## Texte à lire
Banques : la mutation à marche forcée n'est pas sans turbulences sociales

Banques : la mutation à marche forcée n'est pas sans turbulences sociales

Les tensions sociales couvent. La parution d'une étude de la CFDT Banque et Assurance indique que seuls 3 des 16 objectifs fixés dans l'accord de branche 2014-2018 ont été respectés. Parallèlement, les banques ont bénéficié d'allégements de charges sociales et fiscales.
Banques en ligne

Rédigé par Olivier BALBASTRE

le 20 Septembre 2019

Un accord de Branche trop dur à appliquer ?

Accord de branche : le compte n’y est pas

9,7 milliards d’euros, c’est l’enveloppe perçue par les entreprises du secteur bancaire entre 2014 et 2018 dans le cadre du pacte de responsabilité. Obtenu par extrapolation à partir d’un panel, ce chiffre provient d’une étude menée conjointement par les cabinets Ethix, Sextant et Syndex pour la CFDT Banque et Assurance. Rappelons que le pacte de responsabilité, engagé sous la gouvernance Hollande, avait comme mots d’ordre : allégements de charges sociales et fiscales pour les employeurs contre objectifs à atteindre en termes d’emploi et de dialogue social.

La CFDT Banque et Assurance estime que le compte n’y est pas. Seuls 3 des 16 objectifs de l’accord de branche sont respectés : le recrutement, la définition d’un socle de compétences numériques et la proportion de cadres femmes. Le syndicat se désole que les autres objectifs n’aient été que partiellement réalisés, quand ils ne sont pas totalement ignorés. Logique alors d’assister à des tensions, d’autant que l’emploi est de moins en moins stabilisé. Exemple avec la suppression de 500 postes dans la filiale de services aux investisseurs de BNP Paribas.

Montée en compétences : les plans de formation professionnelle insuffisants

Dans cette lignée, la Société Générale annonce une coupe dans ces effectifs à hauteur de 1600 emplois. Luc Mathieu, secrétaire général de la fédération CFDT banques et assurances, remarque : « Dans certaines banques mutualistes, les directions affirment que le temps dégagé doit permettre aux salariés d’approfondir la relation avec le client. Dans d’autres, comme à BNP Paribas ou à la Société Générale, cela permet de faire baisser les effectifs. ». Toutefois, Pascal Colin, délégué national adjoint de la CFTC (3e syndicat), tempère : « Confrontée à un environnement difficile et concurrentiel, la Société Générale se recentre sur son cœur de métier et tente de maîtriser l’évolution de ses frais généraux ».

## Exercice court
Recopiez à l'identique le passage de l'article sur les banques qui commence par "La CFDT Banque et Assurance estime" et se poursuit jusqu'à "de BNP Paribas.".

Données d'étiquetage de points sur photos
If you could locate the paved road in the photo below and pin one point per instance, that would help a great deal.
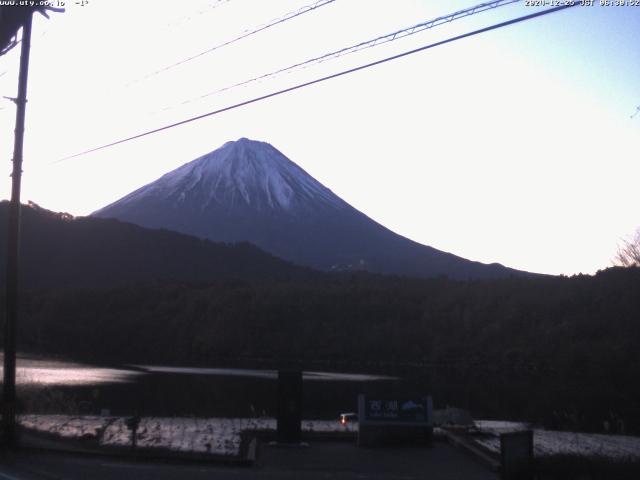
(322, 460)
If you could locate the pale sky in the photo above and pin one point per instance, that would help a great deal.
(515, 146)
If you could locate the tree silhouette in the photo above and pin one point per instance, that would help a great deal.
(629, 252)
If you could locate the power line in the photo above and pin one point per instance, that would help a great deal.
(389, 37)
(328, 77)
(247, 33)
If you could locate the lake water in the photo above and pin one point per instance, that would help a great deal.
(51, 386)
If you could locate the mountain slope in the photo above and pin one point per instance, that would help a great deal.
(61, 251)
(249, 191)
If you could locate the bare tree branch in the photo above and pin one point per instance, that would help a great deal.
(629, 252)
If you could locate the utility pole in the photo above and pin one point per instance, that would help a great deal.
(13, 249)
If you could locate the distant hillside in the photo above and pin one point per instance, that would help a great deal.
(59, 250)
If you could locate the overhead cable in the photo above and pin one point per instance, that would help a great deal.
(322, 79)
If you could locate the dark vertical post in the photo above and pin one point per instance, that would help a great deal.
(289, 406)
(13, 248)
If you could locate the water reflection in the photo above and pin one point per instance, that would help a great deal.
(53, 372)
(269, 374)
(73, 376)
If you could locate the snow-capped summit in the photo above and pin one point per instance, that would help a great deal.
(240, 174)
(249, 191)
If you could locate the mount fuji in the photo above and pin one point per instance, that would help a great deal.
(249, 191)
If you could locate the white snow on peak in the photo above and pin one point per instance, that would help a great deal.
(243, 172)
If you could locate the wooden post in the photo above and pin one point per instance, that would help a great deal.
(13, 249)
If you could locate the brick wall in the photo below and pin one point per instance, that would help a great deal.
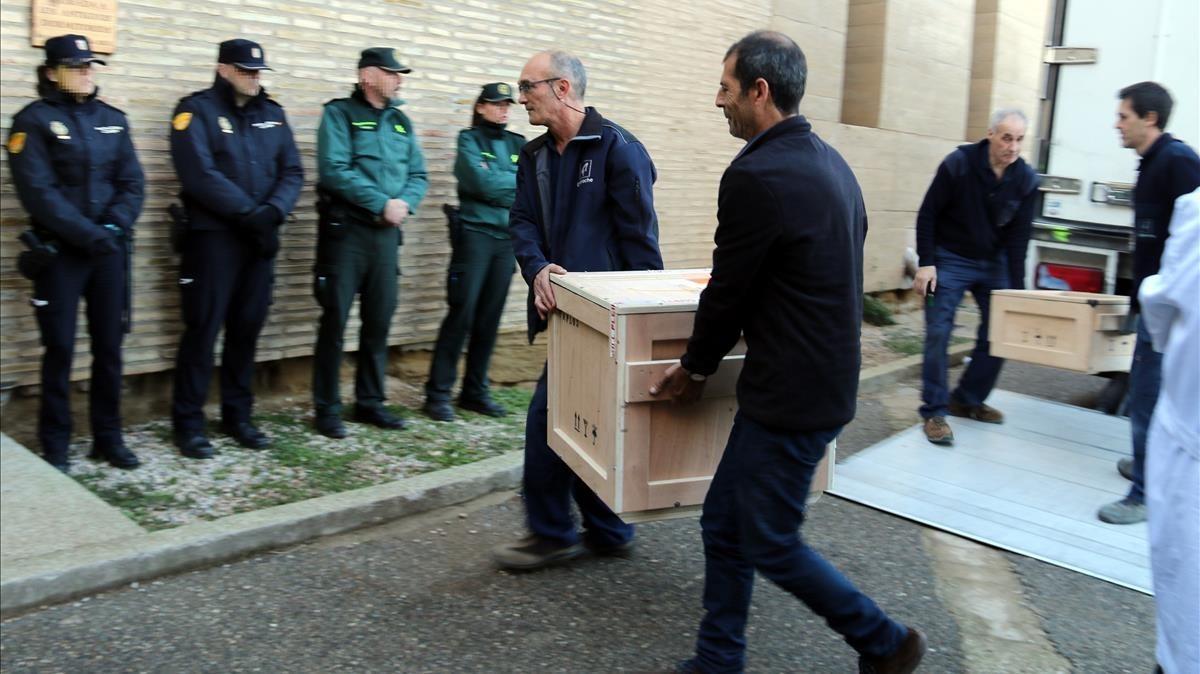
(653, 67)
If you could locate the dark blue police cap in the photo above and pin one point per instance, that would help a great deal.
(70, 50)
(245, 54)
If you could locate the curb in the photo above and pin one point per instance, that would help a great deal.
(85, 570)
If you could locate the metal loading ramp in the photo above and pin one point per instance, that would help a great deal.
(1030, 486)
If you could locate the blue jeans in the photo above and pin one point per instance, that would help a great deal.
(751, 521)
(550, 486)
(1145, 378)
(955, 276)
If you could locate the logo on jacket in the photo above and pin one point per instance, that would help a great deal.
(585, 173)
(17, 143)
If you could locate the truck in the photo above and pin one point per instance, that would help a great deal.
(1083, 226)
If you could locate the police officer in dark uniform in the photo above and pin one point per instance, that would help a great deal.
(77, 175)
(483, 263)
(240, 174)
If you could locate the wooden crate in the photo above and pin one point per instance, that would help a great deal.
(612, 336)
(1061, 329)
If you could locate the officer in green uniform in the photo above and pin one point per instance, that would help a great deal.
(372, 178)
(483, 264)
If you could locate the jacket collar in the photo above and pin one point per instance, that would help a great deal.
(1156, 148)
(796, 124)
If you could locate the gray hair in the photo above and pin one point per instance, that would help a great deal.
(570, 68)
(1003, 114)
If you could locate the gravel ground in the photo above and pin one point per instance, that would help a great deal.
(169, 489)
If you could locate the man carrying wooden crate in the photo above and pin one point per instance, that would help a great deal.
(972, 233)
(585, 203)
(787, 275)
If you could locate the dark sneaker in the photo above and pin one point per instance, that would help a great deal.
(534, 552)
(118, 456)
(904, 661)
(486, 407)
(939, 432)
(438, 410)
(193, 445)
(378, 416)
(331, 426)
(979, 413)
(621, 549)
(1125, 467)
(246, 434)
(1126, 511)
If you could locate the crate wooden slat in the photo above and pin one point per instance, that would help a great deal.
(1078, 331)
(612, 335)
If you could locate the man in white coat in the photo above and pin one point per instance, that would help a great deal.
(1171, 313)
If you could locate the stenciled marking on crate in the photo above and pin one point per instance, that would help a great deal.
(587, 429)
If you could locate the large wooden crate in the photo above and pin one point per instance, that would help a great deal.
(1078, 331)
(612, 336)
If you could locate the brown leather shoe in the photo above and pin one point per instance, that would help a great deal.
(939, 432)
(904, 661)
(979, 413)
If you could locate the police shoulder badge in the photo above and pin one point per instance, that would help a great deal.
(17, 143)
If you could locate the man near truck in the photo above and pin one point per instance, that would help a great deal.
(972, 233)
(585, 202)
(1169, 169)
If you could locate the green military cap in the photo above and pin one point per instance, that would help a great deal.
(382, 58)
(497, 91)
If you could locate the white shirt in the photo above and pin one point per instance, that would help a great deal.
(1170, 308)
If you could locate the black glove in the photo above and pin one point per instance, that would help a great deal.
(103, 245)
(262, 229)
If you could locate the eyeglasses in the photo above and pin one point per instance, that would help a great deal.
(527, 86)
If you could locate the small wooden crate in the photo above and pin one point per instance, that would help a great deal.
(1061, 329)
(612, 336)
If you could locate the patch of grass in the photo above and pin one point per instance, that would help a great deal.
(875, 312)
(906, 344)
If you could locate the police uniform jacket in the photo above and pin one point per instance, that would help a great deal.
(231, 160)
(486, 169)
(366, 156)
(75, 168)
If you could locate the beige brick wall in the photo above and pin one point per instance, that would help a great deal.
(653, 67)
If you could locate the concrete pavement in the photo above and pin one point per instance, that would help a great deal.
(419, 595)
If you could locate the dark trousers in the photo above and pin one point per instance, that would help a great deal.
(1145, 379)
(477, 286)
(955, 276)
(360, 260)
(750, 521)
(222, 282)
(101, 282)
(550, 485)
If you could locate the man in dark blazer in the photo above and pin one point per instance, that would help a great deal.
(585, 203)
(787, 274)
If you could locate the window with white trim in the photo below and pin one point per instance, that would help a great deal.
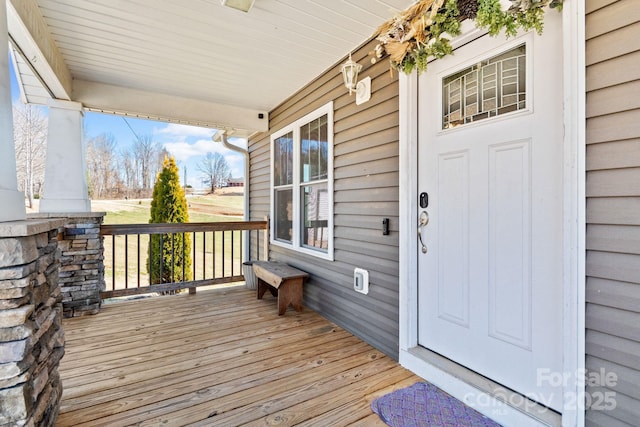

## Corrigé détaillé
La CFDT Banque et Assurance estime que le compte n’y est pas. Seuls 3 des 16 objectifs de l’accord de branche sont respectés : le recrutement, la définition d’un socle de compétences numériques et la proportion de cadres femmes. Le syndicat se désole que les autres objectifs n’aient été que partiellement réalisés, quand ils ne sont pas totalement ignorés. Logique alors d’assister à des tensions, d’autant que l’emploi est de moins en moins stabilisé. Exemple avec la suppression de 500 postes dans la filiale de services aux investisseurs de BNP Paribas.